Collected data entries
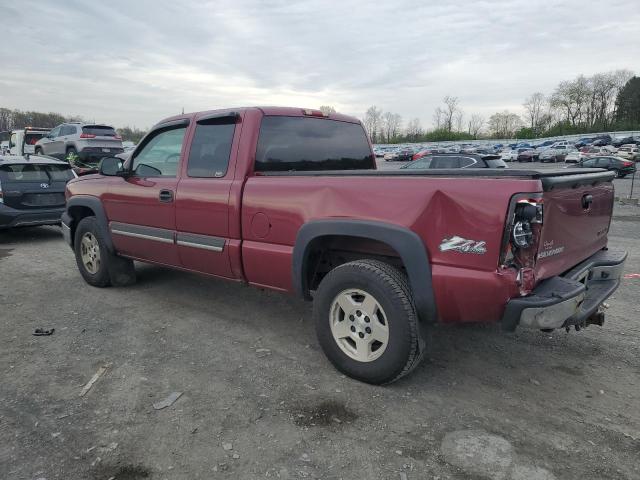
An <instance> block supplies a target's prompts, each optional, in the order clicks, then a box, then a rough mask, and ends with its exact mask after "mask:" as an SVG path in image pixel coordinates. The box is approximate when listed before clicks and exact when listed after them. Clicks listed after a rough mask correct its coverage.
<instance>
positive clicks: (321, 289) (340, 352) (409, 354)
mask: <svg viewBox="0 0 640 480" xmlns="http://www.w3.org/2000/svg"><path fill="white" fill-rule="evenodd" d="M352 288H353V289H359V290H363V291H365V292H367V293H369V294H371V295H373V297H374V298H375V299H376V300H377V302H378V303H379V304H380V306H381V307H382V309H383V310H384V313H385V316H386V321H387V322H388V323H387V327H388V332H389V337H388V341H387V345H386V348H385V350H384V352H383V353H382V355H381V356H379V357H378V358H376V359H375V360H373V361H368V362H362V361H358V360H355V359H353V358H351V357H349V356H348V355H347V354H346V353H345V352H344V351H343V350H342V349H341V348H340V347H339V346H338V344H337V342H336V340H335V339H334V337H333V334H332V333H331V326H330V314H331V313H330V312H331V308H332V305H333V303H334V300H335V299H336V297H337V296H338V294H339V293H340V292H343V291H344V290H348V289H352ZM313 317H314V323H315V327H316V334H317V337H318V342H319V343H320V346H321V347H322V350H323V351H324V353H325V355H326V356H327V358H328V359H329V361H331V363H332V364H333V365H334V366H335V367H336V368H337V369H338V370H339V371H340V372H342V373H344V374H345V375H348V376H350V377H352V378H354V379H356V380H360V381H362V382H366V383H371V384H375V385H380V384H385V383H390V382H393V381H395V380H397V379H399V378H401V377H403V376H404V375H406V374H408V373H409V372H411V370H413V369H414V368H415V367H416V366H417V365H418V364H419V363H420V360H421V359H422V356H423V354H424V351H425V340H424V335H423V334H422V332H421V329H420V325H419V320H418V315H417V313H416V310H415V306H414V303H413V297H412V294H411V290H410V288H409V284H408V282H407V278H406V275H405V274H404V273H402V272H401V271H400V270H398V269H397V268H395V267H393V266H391V265H389V264H387V263H384V262H381V261H378V260H357V261H353V262H349V263H345V264H343V265H340V266H339V267H336V268H335V269H333V270H331V271H330V272H329V273H328V274H327V275H326V276H325V277H324V279H323V280H322V282H321V283H320V286H319V287H318V289H317V291H316V293H315V296H314V304H313ZM343 321H347V319H346V317H345V320H343Z"/></svg>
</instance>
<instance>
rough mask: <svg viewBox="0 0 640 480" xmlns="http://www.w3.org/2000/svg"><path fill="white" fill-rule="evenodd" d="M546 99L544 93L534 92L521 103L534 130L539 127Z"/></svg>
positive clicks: (531, 125)
mask: <svg viewBox="0 0 640 480" xmlns="http://www.w3.org/2000/svg"><path fill="white" fill-rule="evenodd" d="M546 101H547V100H546V97H545V95H544V93H542V92H536V93H534V94H532V95H531V96H530V97H529V98H527V99H526V100H525V101H524V103H523V104H522V105H523V107H524V109H525V112H526V118H527V122H528V123H529V126H530V127H531V130H533V131H534V132H536V131H538V130H539V128H540V119H541V117H542V115H543V112H544V108H545V104H546Z"/></svg>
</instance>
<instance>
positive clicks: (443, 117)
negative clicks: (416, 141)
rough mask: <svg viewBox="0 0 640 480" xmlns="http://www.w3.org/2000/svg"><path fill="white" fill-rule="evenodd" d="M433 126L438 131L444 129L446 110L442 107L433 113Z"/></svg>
mask: <svg viewBox="0 0 640 480" xmlns="http://www.w3.org/2000/svg"><path fill="white" fill-rule="evenodd" d="M433 126H434V127H435V129H436V130H441V129H442V128H444V110H442V108H440V107H436V110H435V112H433Z"/></svg>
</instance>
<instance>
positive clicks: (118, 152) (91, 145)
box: [35, 122, 124, 165]
mask: <svg viewBox="0 0 640 480" xmlns="http://www.w3.org/2000/svg"><path fill="white" fill-rule="evenodd" d="M123 151H124V149H123V148H122V138H120V136H119V135H118V134H117V133H116V131H115V130H114V128H113V127H110V126H108V125H95V124H89V123H80V122H71V123H63V124H62V125H58V126H57V127H55V128H54V129H52V130H51V131H50V132H49V133H48V134H47V135H46V136H45V137H43V138H41V139H40V140H38V142H37V143H36V145H35V153H36V155H49V156H52V157H56V158H60V159H64V160H67V161H68V162H69V163H73V164H78V163H80V164H84V165H86V164H95V163H98V162H99V161H100V159H101V158H102V157H113V156H114V155H116V154H118V153H122V152H123Z"/></svg>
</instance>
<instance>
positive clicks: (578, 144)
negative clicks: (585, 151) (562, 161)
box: [573, 137, 595, 149]
mask: <svg viewBox="0 0 640 480" xmlns="http://www.w3.org/2000/svg"><path fill="white" fill-rule="evenodd" d="M594 140H595V138H594V137H583V138H581V139H580V140H578V141H577V142H575V143H574V145H573V146H574V147H576V148H578V149H580V148H582V147H586V146H587V145H591V144H592V143H593V141H594Z"/></svg>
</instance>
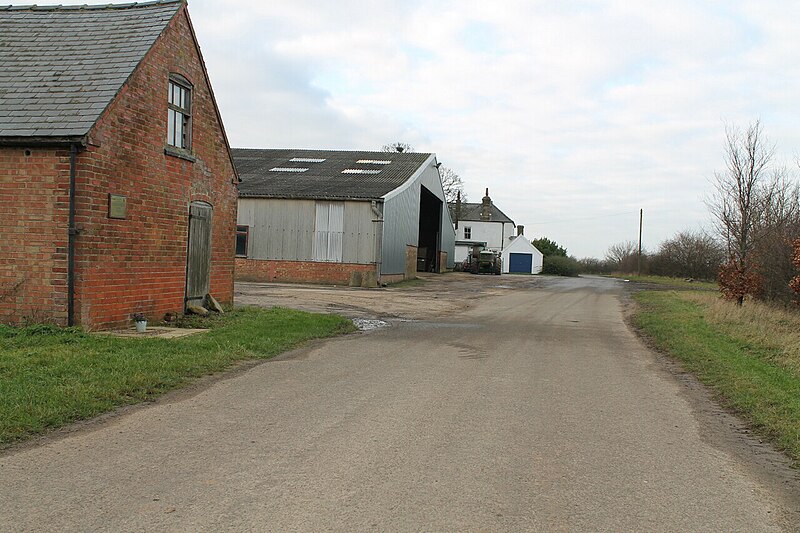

WHAT IS REQUIRED ->
Give the entries above again word for word, without the pictures.

OUTPUT BELOW ->
An <instance> block supplies a target's prompts, each optional, in the order clicks, then a box, then a rough mask, and ends with its exact mask after "mask:" as an SVG path in image pixel coordinates. The box is approximate when listed before clicks and exact when listed after them. Clicks listed after a rough mask correct its coverage.
<instance>
positive clicks: (321, 289) (340, 352) (409, 354)
mask: <svg viewBox="0 0 640 480" xmlns="http://www.w3.org/2000/svg"><path fill="white" fill-rule="evenodd" d="M352 288H353V289H359V290H363V291H365V292H367V293H369V294H371V295H373V297H374V298H375V299H376V300H377V302H378V303H379V304H380V306H381V307H382V309H383V310H384V313H385V316H386V321H387V322H388V323H387V327H388V332H389V337H388V341H387V345H386V348H385V350H384V352H383V353H382V355H381V356H379V357H378V358H376V359H375V360H373V361H368V362H362V361H358V360H355V359H353V358H351V357H349V356H348V355H347V354H346V353H345V352H344V351H343V350H342V349H341V348H340V347H339V346H338V344H337V342H336V340H335V339H334V337H333V334H332V333H331V326H330V314H331V313H330V312H331V308H332V305H333V303H334V300H335V299H336V297H337V296H338V294H339V293H340V292H343V291H344V290H348V289H352ZM313 317H314V323H315V327H316V334H317V337H318V342H319V343H320V346H321V347H322V350H323V351H324V353H325V355H326V356H327V358H328V359H329V361H331V363H332V364H333V365H334V366H335V367H336V368H337V369H338V370H339V371H340V372H342V373H344V374H345V375H348V376H350V377H352V378H354V379H356V380H360V381H362V382H366V383H371V384H375V385H380V384H385V383H390V382H393V381H395V380H397V379H399V378H401V377H403V376H404V375H406V374H408V373H409V372H411V370H413V369H414V368H415V367H416V366H417V365H418V364H419V363H420V360H421V359H422V356H423V354H424V351H425V340H424V335H423V334H422V332H421V329H420V325H419V320H418V315H417V313H416V310H415V306H414V303H413V297H412V294H411V290H410V288H409V284H408V282H407V278H406V275H405V274H404V273H402V272H401V271H400V270H398V269H397V268H395V267H393V266H391V265H389V264H387V263H384V262H381V261H378V260H357V261H353V262H349V263H345V264H343V265H340V266H339V267H336V268H335V269H333V270H331V271H330V272H329V273H328V274H327V275H326V276H325V277H324V279H323V280H322V282H321V283H320V286H319V287H318V289H317V291H316V293H315V296H314V304H313ZM343 321H347V319H346V317H345V320H343Z"/></svg>
</instance>
<instance>
rough mask: <svg viewBox="0 0 640 480" xmlns="http://www.w3.org/2000/svg"><path fill="white" fill-rule="evenodd" d="M546 99L544 93L534 92L521 103L534 130L539 127Z"/></svg>
positive clicks: (531, 125)
mask: <svg viewBox="0 0 640 480" xmlns="http://www.w3.org/2000/svg"><path fill="white" fill-rule="evenodd" d="M546 101H547V100H546V97H545V95H544V93H542V92H536V93H534V94H532V95H531V96H530V97H529V98H527V99H526V100H525V101H524V103H523V104H522V105H523V107H524V109H525V112H526V118H527V122H528V123H529V126H530V127H531V130H533V131H534V132H536V131H538V130H539V128H540V119H541V117H542V115H543V112H544V108H545V104H546Z"/></svg>
</instance>
<instance>
positive clicks: (443, 117)
negative clicks: (416, 141)
rough mask: <svg viewBox="0 0 640 480" xmlns="http://www.w3.org/2000/svg"><path fill="white" fill-rule="evenodd" d="M433 126L438 131L444 129L446 110L442 107L433 113Z"/></svg>
mask: <svg viewBox="0 0 640 480" xmlns="http://www.w3.org/2000/svg"><path fill="white" fill-rule="evenodd" d="M433 126H434V127H435V129H436V130H441V129H442V128H444V110H442V108H440V107H436V110H435V112H433Z"/></svg>
</instance>
<instance>
positive clicks: (118, 152) (91, 145)
box: [35, 122, 124, 165]
mask: <svg viewBox="0 0 640 480" xmlns="http://www.w3.org/2000/svg"><path fill="white" fill-rule="evenodd" d="M123 151H124V149H123V148H122V138H120V136H119V135H118V134H117V133H116V131H115V130H114V128H113V127H110V126H108V125H95V124H89V123H80V122H71V123H63V124H62V125H58V126H57V127H55V128H54V129H52V130H51V131H50V132H49V133H48V134H47V135H46V136H45V137H43V138H41V139H40V140H38V142H37V143H36V145H35V153H36V155H49V156H52V157H56V158H60V159H64V160H67V161H68V162H69V163H73V164H78V163H80V164H84V165H86V164H95V163H98V162H99V161H100V159H101V158H102V157H113V156H114V155H116V154H118V153H122V152H123Z"/></svg>
</instance>
<instance>
positive clicks: (578, 144)
negative clicks: (585, 151) (562, 161)
box: [573, 137, 595, 149]
mask: <svg viewBox="0 0 640 480" xmlns="http://www.w3.org/2000/svg"><path fill="white" fill-rule="evenodd" d="M594 140H595V138H594V137H583V138H581V139H580V140H578V141H577V142H575V143H574V145H573V146H574V147H576V148H578V149H580V148H582V147H586V146H587V145H591V144H592V143H593V141H594Z"/></svg>
</instance>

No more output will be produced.